■ YOUR INSTRUCTIONS ■
Skip every picture and copy only the lines from the one containing "the red painted" to the final line of the records below.

Photo-based referring expression data
=== Section Start ===

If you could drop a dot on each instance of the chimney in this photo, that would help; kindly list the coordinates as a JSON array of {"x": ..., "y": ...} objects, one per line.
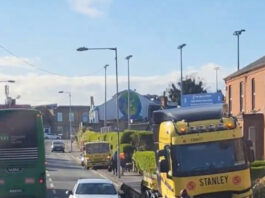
[
  {"x": 91, "y": 101},
  {"x": 163, "y": 101}
]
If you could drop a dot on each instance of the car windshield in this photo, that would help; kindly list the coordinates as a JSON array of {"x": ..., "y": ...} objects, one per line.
[
  {"x": 97, "y": 148},
  {"x": 58, "y": 143},
  {"x": 207, "y": 157},
  {"x": 96, "y": 189}
]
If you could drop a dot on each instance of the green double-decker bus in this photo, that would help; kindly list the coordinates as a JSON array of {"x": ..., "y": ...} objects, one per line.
[{"x": 22, "y": 158}]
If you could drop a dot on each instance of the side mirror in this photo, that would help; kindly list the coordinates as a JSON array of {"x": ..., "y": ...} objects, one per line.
[
  {"x": 161, "y": 153},
  {"x": 249, "y": 143},
  {"x": 163, "y": 166},
  {"x": 68, "y": 192},
  {"x": 251, "y": 156},
  {"x": 121, "y": 193}
]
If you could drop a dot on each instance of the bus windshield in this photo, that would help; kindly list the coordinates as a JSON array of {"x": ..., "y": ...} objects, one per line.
[
  {"x": 18, "y": 129},
  {"x": 97, "y": 148},
  {"x": 207, "y": 157}
]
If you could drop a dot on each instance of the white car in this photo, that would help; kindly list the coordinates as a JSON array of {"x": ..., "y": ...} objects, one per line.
[
  {"x": 93, "y": 188},
  {"x": 51, "y": 136}
]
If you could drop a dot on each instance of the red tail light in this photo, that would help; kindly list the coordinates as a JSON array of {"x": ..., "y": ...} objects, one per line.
[
  {"x": 42, "y": 178},
  {"x": 2, "y": 181},
  {"x": 29, "y": 180}
]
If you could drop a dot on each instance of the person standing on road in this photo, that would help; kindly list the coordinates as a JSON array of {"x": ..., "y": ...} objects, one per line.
[
  {"x": 123, "y": 163},
  {"x": 184, "y": 194},
  {"x": 114, "y": 163}
]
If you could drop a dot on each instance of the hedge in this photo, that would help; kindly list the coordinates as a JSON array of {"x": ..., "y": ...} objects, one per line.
[{"x": 144, "y": 161}]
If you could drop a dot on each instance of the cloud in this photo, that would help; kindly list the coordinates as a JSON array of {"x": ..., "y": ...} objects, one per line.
[
  {"x": 12, "y": 61},
  {"x": 91, "y": 8},
  {"x": 37, "y": 89}
]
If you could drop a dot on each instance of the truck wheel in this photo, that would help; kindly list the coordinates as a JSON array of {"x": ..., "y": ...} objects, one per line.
[
  {"x": 147, "y": 194},
  {"x": 153, "y": 195}
]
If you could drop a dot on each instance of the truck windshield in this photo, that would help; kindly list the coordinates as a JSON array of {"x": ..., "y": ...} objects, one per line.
[
  {"x": 209, "y": 157},
  {"x": 97, "y": 148}
]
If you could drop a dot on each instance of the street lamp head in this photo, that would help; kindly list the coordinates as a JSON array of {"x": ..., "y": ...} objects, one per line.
[
  {"x": 216, "y": 68},
  {"x": 238, "y": 32},
  {"x": 80, "y": 49},
  {"x": 128, "y": 57},
  {"x": 181, "y": 46}
]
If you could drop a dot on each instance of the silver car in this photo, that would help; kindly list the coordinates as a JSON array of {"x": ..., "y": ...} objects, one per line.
[
  {"x": 57, "y": 145},
  {"x": 93, "y": 188}
]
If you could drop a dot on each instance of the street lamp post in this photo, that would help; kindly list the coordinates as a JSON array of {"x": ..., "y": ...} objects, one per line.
[
  {"x": 181, "y": 76},
  {"x": 129, "y": 115},
  {"x": 238, "y": 33},
  {"x": 117, "y": 92},
  {"x": 9, "y": 81},
  {"x": 8, "y": 99},
  {"x": 105, "y": 105},
  {"x": 216, "y": 79},
  {"x": 70, "y": 117}
]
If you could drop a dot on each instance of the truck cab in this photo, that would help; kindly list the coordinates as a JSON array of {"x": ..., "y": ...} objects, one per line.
[
  {"x": 96, "y": 155},
  {"x": 201, "y": 150}
]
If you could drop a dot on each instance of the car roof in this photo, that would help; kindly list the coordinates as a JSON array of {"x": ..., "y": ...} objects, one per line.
[
  {"x": 57, "y": 141},
  {"x": 82, "y": 181}
]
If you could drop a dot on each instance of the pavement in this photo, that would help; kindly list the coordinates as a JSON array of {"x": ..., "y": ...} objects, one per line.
[
  {"x": 62, "y": 172},
  {"x": 131, "y": 179}
]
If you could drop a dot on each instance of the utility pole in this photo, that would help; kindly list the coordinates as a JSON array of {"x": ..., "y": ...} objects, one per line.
[{"x": 238, "y": 33}]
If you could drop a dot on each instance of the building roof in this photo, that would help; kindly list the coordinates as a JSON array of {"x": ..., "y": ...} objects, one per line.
[{"x": 252, "y": 66}]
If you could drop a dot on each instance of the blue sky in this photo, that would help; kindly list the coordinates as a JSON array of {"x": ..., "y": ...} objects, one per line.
[{"x": 47, "y": 33}]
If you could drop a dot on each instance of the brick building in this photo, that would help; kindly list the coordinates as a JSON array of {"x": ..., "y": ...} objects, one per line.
[{"x": 245, "y": 96}]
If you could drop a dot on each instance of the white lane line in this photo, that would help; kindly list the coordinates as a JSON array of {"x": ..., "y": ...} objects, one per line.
[{"x": 116, "y": 184}]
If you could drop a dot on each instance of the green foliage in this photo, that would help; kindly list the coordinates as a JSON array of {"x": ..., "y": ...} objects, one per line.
[
  {"x": 142, "y": 140},
  {"x": 126, "y": 137},
  {"x": 259, "y": 189},
  {"x": 191, "y": 85},
  {"x": 144, "y": 161}
]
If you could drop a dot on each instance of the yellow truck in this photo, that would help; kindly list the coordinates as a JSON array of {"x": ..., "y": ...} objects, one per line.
[
  {"x": 201, "y": 150},
  {"x": 97, "y": 155}
]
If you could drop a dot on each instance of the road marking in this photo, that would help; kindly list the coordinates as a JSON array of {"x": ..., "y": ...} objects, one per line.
[{"x": 116, "y": 184}]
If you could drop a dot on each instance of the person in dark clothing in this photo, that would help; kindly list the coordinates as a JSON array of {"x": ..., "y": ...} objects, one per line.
[
  {"x": 114, "y": 163},
  {"x": 184, "y": 194}
]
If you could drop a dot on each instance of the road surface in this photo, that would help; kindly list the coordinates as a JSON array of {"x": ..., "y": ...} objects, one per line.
[{"x": 62, "y": 172}]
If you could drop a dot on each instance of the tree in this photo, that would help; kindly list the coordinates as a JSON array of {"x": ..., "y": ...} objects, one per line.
[{"x": 191, "y": 85}]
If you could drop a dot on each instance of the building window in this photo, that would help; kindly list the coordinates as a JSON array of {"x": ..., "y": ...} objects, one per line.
[
  {"x": 230, "y": 99},
  {"x": 241, "y": 96},
  {"x": 253, "y": 93},
  {"x": 59, "y": 117},
  {"x": 71, "y": 116},
  {"x": 85, "y": 117}
]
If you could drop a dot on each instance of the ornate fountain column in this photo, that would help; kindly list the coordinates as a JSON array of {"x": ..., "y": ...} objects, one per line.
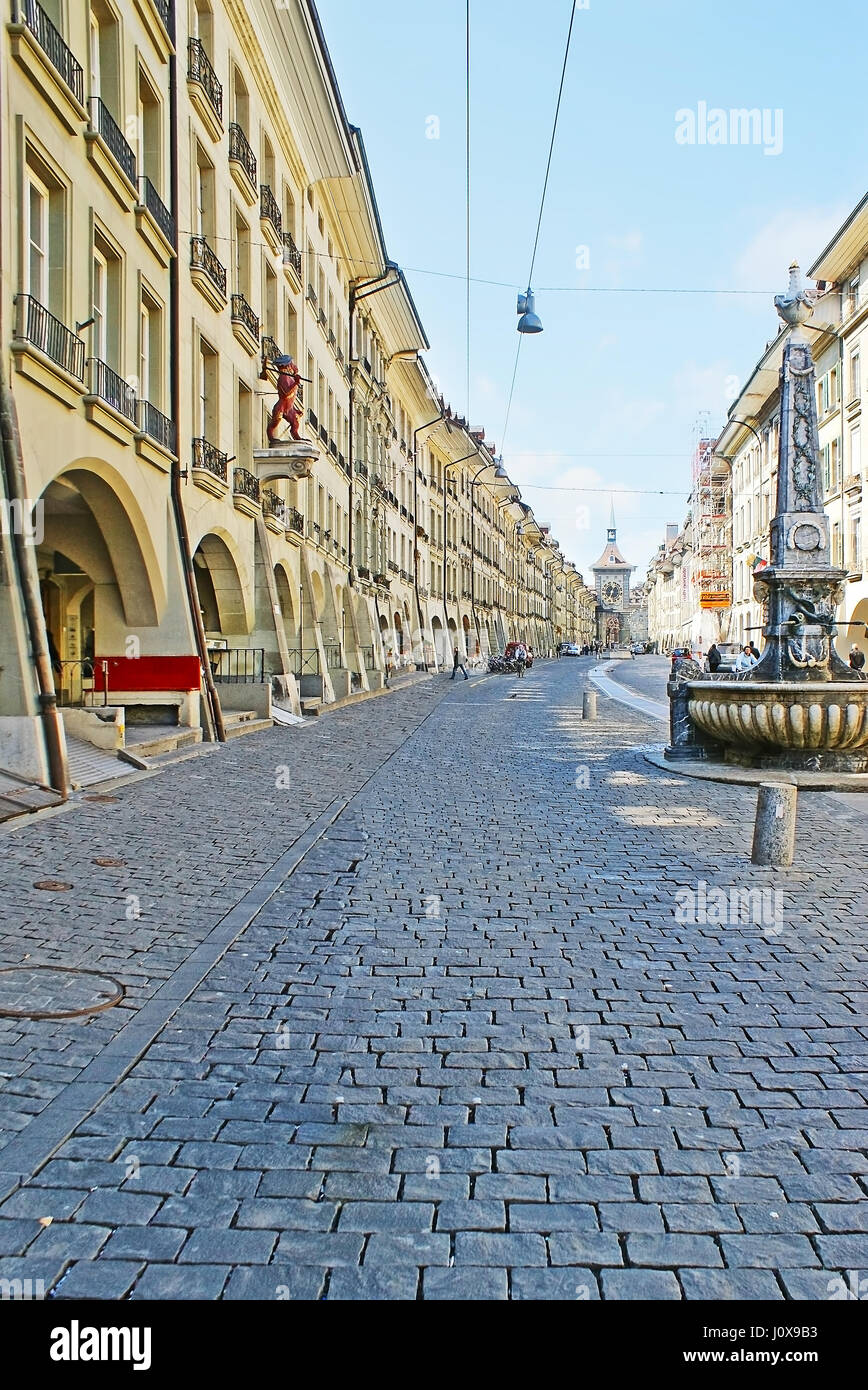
[{"x": 800, "y": 587}]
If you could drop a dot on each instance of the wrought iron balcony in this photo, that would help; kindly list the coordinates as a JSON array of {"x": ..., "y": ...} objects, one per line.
[
  {"x": 241, "y": 152},
  {"x": 103, "y": 123},
  {"x": 199, "y": 70},
  {"x": 245, "y": 484},
  {"x": 203, "y": 259},
  {"x": 269, "y": 210},
  {"x": 113, "y": 389},
  {"x": 244, "y": 314},
  {"x": 157, "y": 426},
  {"x": 292, "y": 255},
  {"x": 209, "y": 458},
  {"x": 38, "y": 327},
  {"x": 274, "y": 505},
  {"x": 157, "y": 209},
  {"x": 52, "y": 43}
]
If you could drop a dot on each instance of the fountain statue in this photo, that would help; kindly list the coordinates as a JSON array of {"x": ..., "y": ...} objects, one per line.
[{"x": 801, "y": 706}]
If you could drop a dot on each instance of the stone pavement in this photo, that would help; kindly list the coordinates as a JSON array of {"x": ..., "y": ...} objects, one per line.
[{"x": 454, "y": 1012}]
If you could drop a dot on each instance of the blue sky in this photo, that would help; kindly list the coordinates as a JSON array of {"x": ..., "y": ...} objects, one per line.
[{"x": 609, "y": 394}]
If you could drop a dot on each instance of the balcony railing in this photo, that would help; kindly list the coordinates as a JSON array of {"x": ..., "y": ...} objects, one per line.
[
  {"x": 157, "y": 209},
  {"x": 269, "y": 210},
  {"x": 238, "y": 665},
  {"x": 209, "y": 458},
  {"x": 38, "y": 327},
  {"x": 52, "y": 43},
  {"x": 199, "y": 70},
  {"x": 157, "y": 426},
  {"x": 203, "y": 259},
  {"x": 245, "y": 484},
  {"x": 244, "y": 314},
  {"x": 110, "y": 132},
  {"x": 274, "y": 505},
  {"x": 241, "y": 152},
  {"x": 292, "y": 255},
  {"x": 113, "y": 389}
]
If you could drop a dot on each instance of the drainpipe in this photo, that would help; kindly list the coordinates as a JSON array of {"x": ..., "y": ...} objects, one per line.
[
  {"x": 28, "y": 580},
  {"x": 416, "y": 432},
  {"x": 214, "y": 726}
]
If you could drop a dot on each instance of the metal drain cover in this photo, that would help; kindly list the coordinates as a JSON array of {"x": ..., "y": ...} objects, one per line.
[{"x": 54, "y": 991}]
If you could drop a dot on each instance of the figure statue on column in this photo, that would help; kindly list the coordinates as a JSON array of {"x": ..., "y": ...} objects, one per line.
[{"x": 287, "y": 406}]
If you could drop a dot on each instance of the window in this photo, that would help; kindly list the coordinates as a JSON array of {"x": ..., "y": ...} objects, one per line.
[
  {"x": 206, "y": 423},
  {"x": 244, "y": 426},
  {"x": 149, "y": 152},
  {"x": 150, "y": 350},
  {"x": 203, "y": 195},
  {"x": 241, "y": 256}
]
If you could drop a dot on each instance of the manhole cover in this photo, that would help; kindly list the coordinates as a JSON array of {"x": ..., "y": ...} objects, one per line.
[{"x": 54, "y": 991}]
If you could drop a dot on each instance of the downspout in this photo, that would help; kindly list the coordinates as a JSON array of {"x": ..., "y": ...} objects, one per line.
[
  {"x": 28, "y": 580},
  {"x": 214, "y": 726},
  {"x": 416, "y": 432}
]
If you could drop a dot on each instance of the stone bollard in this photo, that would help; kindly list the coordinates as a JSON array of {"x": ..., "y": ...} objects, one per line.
[{"x": 775, "y": 824}]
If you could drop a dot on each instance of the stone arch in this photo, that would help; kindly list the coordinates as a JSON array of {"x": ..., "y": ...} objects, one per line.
[
  {"x": 91, "y": 514},
  {"x": 223, "y": 594}
]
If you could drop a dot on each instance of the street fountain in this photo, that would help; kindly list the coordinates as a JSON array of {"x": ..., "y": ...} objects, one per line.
[{"x": 800, "y": 708}]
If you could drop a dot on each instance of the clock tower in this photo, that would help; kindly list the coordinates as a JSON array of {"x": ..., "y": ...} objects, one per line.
[{"x": 612, "y": 583}]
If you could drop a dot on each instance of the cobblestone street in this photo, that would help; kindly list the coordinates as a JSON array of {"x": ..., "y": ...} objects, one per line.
[{"x": 411, "y": 1014}]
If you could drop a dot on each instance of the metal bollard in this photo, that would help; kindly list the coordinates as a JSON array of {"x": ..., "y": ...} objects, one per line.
[{"x": 775, "y": 824}]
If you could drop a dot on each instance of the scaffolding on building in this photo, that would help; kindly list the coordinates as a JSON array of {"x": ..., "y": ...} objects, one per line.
[{"x": 711, "y": 527}]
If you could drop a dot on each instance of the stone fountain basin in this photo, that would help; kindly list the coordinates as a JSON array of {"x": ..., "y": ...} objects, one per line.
[{"x": 829, "y": 716}]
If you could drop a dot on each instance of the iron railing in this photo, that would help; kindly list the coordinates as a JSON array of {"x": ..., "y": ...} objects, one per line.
[
  {"x": 199, "y": 70},
  {"x": 52, "y": 43},
  {"x": 113, "y": 389},
  {"x": 245, "y": 484},
  {"x": 203, "y": 259},
  {"x": 269, "y": 210},
  {"x": 157, "y": 209},
  {"x": 157, "y": 426},
  {"x": 38, "y": 327},
  {"x": 273, "y": 505},
  {"x": 238, "y": 665},
  {"x": 305, "y": 662},
  {"x": 244, "y": 314},
  {"x": 241, "y": 152},
  {"x": 209, "y": 458},
  {"x": 109, "y": 131},
  {"x": 292, "y": 255},
  {"x": 75, "y": 681}
]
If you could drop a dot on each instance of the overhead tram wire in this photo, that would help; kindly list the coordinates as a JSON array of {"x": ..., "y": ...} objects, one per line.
[{"x": 533, "y": 259}]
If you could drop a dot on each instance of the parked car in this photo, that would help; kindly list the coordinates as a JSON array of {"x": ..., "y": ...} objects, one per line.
[{"x": 512, "y": 648}]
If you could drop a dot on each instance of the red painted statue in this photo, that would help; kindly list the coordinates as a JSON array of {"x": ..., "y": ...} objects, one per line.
[{"x": 285, "y": 406}]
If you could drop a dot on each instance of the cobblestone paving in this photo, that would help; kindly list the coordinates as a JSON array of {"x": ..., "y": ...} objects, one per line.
[{"x": 472, "y": 1047}]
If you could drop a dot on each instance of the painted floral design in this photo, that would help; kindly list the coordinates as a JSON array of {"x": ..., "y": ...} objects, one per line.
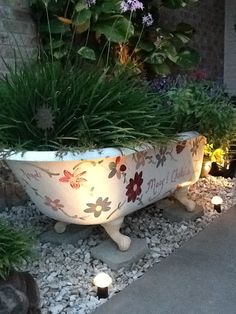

=== Section End ===

■ YOUR SOLUTION ■
If you could drop a dot on each instance of the red painted statue in this photo, that would help; kindly list the coordinates as a JSON array of {"x": ..., "y": ...} objects, one per line.
[{"x": 285, "y": 406}]
If you could drop a dot on each instance of the cobblestone paving in this photo, that would help; kindly list the coordinates as a JSON array of {"x": ..., "y": ...} objects, one per line.
[{"x": 472, "y": 1047}]
If you could drop a dot on each instance of the painted floral design in this photo, that would help; kindly list the coordinates as a JSON array of {"x": ..., "y": ...} objects, one per line.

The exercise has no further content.